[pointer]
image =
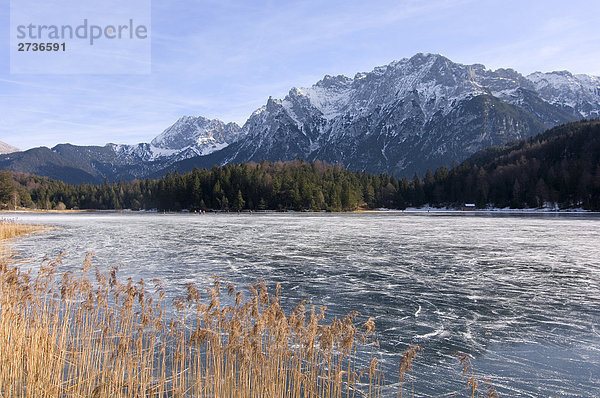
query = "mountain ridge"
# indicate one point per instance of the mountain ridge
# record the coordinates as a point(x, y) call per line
point(405, 117)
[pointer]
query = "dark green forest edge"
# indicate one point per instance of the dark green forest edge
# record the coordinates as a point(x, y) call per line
point(559, 168)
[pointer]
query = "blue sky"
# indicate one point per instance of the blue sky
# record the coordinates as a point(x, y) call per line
point(224, 58)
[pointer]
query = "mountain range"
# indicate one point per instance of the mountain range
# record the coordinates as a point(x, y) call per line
point(414, 114)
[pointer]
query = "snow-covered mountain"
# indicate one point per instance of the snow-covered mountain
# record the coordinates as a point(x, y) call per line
point(5, 148)
point(414, 114)
point(188, 137)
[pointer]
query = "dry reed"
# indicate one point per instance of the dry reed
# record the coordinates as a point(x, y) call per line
point(89, 334)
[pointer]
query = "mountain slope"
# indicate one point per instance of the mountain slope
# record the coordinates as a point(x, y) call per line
point(5, 148)
point(408, 116)
point(559, 167)
point(44, 162)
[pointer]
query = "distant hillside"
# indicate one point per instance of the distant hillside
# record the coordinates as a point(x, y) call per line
point(408, 116)
point(559, 167)
point(5, 148)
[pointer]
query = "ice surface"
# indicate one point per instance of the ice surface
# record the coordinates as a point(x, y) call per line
point(520, 293)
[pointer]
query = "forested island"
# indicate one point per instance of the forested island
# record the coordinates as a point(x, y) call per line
point(559, 168)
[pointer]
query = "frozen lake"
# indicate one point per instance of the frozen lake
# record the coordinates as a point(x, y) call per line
point(520, 293)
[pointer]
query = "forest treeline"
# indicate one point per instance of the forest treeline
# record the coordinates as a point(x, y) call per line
point(558, 168)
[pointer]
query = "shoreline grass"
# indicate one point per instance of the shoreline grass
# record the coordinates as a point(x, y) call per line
point(87, 333)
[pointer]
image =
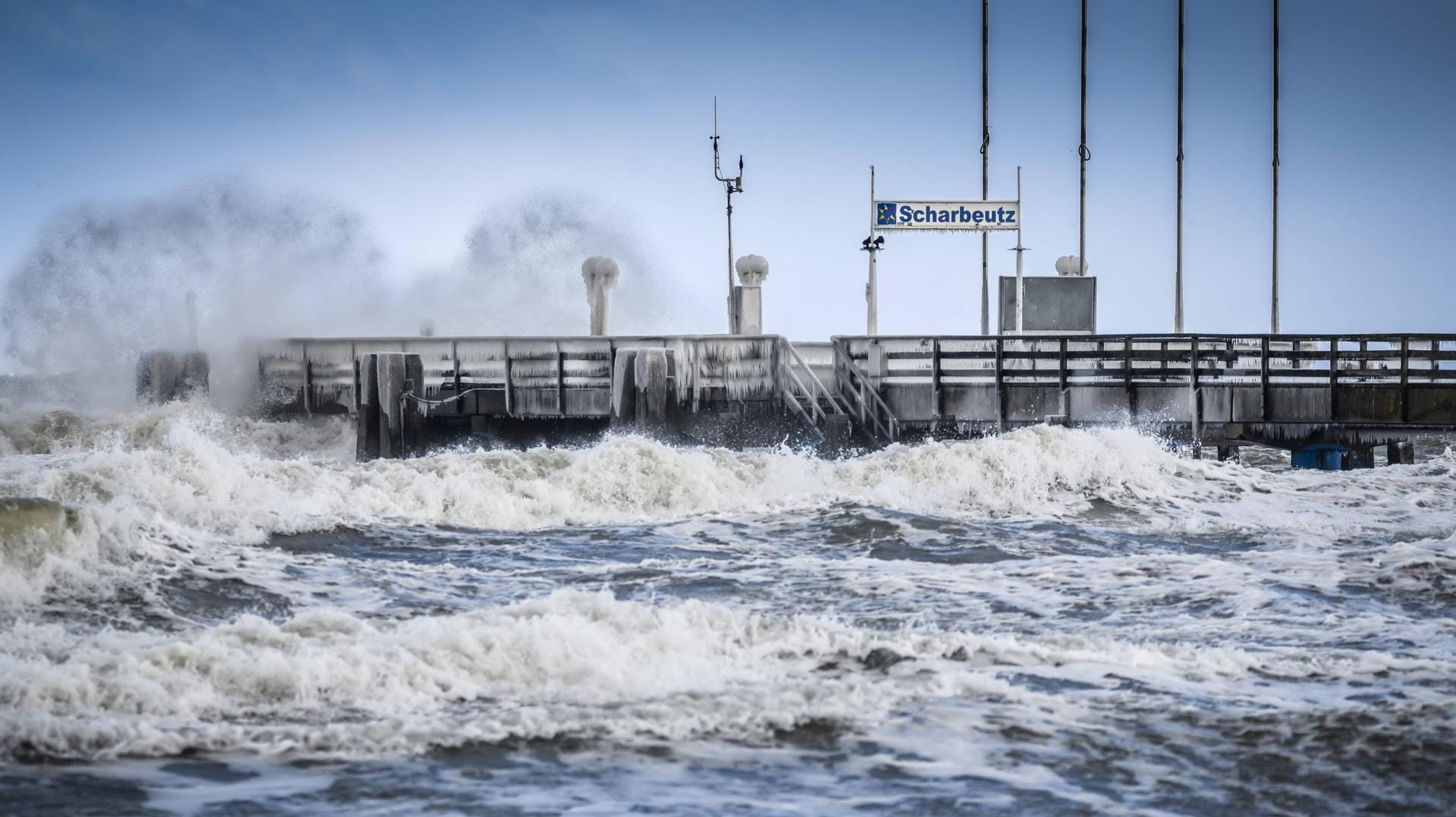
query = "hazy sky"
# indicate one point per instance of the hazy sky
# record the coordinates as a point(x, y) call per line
point(424, 115)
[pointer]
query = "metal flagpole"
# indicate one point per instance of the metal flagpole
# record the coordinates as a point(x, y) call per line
point(731, 185)
point(986, 145)
point(1082, 152)
point(1178, 272)
point(1021, 289)
point(873, 293)
point(1274, 250)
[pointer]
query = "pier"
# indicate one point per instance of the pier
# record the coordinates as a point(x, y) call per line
point(1329, 399)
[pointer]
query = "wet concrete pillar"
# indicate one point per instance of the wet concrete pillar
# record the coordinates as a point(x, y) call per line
point(389, 423)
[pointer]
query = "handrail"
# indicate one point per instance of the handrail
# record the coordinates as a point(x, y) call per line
point(794, 402)
point(814, 379)
point(858, 397)
point(1071, 360)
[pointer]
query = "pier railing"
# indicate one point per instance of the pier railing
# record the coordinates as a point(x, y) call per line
point(1185, 381)
point(1069, 360)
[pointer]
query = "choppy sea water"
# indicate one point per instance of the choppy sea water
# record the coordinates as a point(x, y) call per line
point(1052, 622)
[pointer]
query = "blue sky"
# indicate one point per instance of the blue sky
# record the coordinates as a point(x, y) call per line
point(422, 117)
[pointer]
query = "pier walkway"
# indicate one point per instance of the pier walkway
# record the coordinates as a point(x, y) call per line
point(1289, 391)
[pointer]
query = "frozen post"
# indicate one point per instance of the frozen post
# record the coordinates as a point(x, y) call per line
point(601, 274)
point(748, 296)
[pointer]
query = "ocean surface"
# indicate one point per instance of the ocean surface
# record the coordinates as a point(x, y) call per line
point(243, 621)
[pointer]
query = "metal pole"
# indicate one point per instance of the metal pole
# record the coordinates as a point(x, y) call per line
point(1178, 270)
point(986, 146)
point(873, 315)
point(1084, 153)
point(191, 321)
point(1021, 289)
point(733, 313)
point(1274, 250)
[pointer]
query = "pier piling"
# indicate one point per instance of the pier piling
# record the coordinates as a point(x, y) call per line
point(389, 421)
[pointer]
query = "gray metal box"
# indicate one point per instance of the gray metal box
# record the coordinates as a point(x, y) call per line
point(1055, 303)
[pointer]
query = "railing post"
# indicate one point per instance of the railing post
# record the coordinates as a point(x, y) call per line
point(1264, 378)
point(1001, 399)
point(1128, 379)
point(510, 404)
point(1194, 408)
point(308, 382)
point(1062, 382)
point(1405, 379)
point(561, 381)
point(935, 376)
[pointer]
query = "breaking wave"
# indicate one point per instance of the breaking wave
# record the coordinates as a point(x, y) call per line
point(185, 478)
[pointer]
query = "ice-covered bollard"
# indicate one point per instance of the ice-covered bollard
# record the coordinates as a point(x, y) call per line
point(1072, 266)
point(748, 296)
point(601, 274)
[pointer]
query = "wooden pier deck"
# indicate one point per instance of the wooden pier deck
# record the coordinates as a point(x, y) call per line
point(1291, 391)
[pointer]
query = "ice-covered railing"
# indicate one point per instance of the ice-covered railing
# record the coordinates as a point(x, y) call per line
point(1155, 359)
point(535, 376)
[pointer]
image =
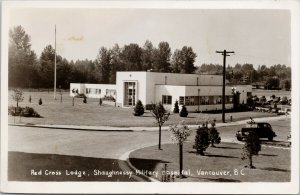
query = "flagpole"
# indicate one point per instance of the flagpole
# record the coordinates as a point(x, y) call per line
point(55, 65)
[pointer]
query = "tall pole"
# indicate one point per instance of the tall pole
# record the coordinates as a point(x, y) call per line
point(55, 65)
point(224, 53)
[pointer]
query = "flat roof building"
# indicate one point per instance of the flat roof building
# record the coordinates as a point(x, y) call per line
point(196, 92)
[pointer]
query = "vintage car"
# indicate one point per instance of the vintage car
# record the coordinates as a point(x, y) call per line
point(263, 130)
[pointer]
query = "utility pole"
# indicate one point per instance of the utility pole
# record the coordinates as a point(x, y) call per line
point(224, 53)
point(55, 65)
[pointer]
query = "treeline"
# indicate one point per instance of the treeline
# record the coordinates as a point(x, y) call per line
point(26, 70)
point(274, 77)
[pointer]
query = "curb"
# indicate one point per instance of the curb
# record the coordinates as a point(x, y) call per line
point(131, 129)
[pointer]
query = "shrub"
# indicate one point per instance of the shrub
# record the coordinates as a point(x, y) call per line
point(19, 111)
point(176, 107)
point(40, 101)
point(183, 112)
point(201, 139)
point(139, 109)
point(252, 147)
point(213, 134)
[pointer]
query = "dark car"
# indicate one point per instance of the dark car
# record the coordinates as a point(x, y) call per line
point(263, 130)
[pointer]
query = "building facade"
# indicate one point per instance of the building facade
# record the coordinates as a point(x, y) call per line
point(196, 92)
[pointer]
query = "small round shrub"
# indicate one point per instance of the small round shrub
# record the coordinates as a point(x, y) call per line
point(201, 139)
point(139, 109)
point(40, 101)
point(183, 112)
point(176, 107)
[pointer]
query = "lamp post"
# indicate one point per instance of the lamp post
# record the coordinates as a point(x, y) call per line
point(198, 100)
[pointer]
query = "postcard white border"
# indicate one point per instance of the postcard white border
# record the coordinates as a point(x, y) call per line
point(143, 187)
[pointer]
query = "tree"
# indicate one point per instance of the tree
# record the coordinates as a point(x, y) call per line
point(176, 107)
point(147, 56)
point(201, 139)
point(22, 61)
point(116, 64)
point(272, 83)
point(180, 133)
point(17, 96)
point(162, 58)
point(183, 112)
point(177, 63)
point(213, 134)
point(188, 59)
point(287, 84)
point(104, 64)
point(139, 108)
point(47, 66)
point(161, 116)
point(251, 147)
point(40, 101)
point(131, 57)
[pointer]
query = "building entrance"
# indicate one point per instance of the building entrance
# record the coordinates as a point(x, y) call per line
point(130, 94)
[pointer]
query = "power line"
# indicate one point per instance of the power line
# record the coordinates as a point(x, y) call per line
point(224, 53)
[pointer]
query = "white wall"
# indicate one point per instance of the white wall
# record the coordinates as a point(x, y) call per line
point(243, 89)
point(139, 78)
point(83, 86)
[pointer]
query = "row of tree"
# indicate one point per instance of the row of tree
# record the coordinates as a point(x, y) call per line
point(273, 77)
point(26, 70)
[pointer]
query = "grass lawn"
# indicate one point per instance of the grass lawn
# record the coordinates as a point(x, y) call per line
point(268, 93)
point(55, 112)
point(272, 164)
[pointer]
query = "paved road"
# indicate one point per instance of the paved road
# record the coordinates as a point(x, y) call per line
point(101, 144)
point(42, 148)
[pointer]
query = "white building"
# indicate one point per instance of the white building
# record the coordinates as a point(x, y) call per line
point(196, 92)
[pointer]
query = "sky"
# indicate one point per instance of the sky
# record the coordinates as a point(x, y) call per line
point(256, 36)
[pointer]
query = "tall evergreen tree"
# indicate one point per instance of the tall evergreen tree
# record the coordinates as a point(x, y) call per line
point(162, 58)
point(104, 64)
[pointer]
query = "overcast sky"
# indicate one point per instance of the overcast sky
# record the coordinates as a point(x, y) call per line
point(257, 36)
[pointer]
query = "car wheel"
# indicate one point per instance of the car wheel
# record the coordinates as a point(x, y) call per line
point(270, 138)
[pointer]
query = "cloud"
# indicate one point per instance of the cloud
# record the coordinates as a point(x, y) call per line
point(75, 38)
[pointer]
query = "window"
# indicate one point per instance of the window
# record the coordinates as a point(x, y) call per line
point(167, 99)
point(187, 100)
point(181, 100)
point(192, 100)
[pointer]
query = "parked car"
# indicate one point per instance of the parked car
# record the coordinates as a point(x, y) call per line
point(263, 130)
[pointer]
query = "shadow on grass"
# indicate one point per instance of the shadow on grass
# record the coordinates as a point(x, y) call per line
point(146, 164)
point(274, 169)
point(227, 147)
point(268, 155)
point(222, 180)
point(53, 167)
point(220, 156)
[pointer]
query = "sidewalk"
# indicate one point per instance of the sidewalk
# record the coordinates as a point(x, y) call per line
point(109, 128)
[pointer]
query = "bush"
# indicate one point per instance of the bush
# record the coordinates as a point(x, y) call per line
point(40, 101)
point(213, 134)
point(201, 139)
point(252, 147)
point(19, 111)
point(183, 112)
point(176, 107)
point(139, 109)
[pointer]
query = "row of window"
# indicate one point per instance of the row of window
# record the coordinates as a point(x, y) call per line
point(203, 100)
point(197, 100)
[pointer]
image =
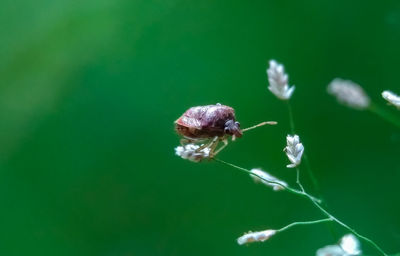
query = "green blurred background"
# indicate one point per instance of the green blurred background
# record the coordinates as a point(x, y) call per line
point(90, 89)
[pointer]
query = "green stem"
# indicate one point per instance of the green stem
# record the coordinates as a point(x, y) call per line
point(304, 223)
point(330, 216)
point(315, 201)
point(384, 114)
point(287, 188)
point(291, 119)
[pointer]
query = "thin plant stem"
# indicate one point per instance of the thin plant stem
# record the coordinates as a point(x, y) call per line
point(304, 223)
point(287, 188)
point(307, 162)
point(291, 119)
point(384, 114)
point(303, 193)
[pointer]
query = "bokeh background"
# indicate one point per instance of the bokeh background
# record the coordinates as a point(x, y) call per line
point(89, 91)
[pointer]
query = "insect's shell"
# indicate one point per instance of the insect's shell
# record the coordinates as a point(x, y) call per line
point(204, 121)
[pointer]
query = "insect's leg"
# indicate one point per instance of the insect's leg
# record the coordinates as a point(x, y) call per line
point(225, 141)
point(213, 145)
point(206, 144)
point(185, 141)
^^^^
▶ ASSIGNMENT:
All lines above in which the word "white" occurs should be identified and copied.

▶ OUTPUT OF THE TASK:
query = "postcard white border"
# indicate one point per instance of the postcard white border
query = "white wall"
# indicate one point per instance of the white wall
query = "white building"
# indicate one point per instance of the white building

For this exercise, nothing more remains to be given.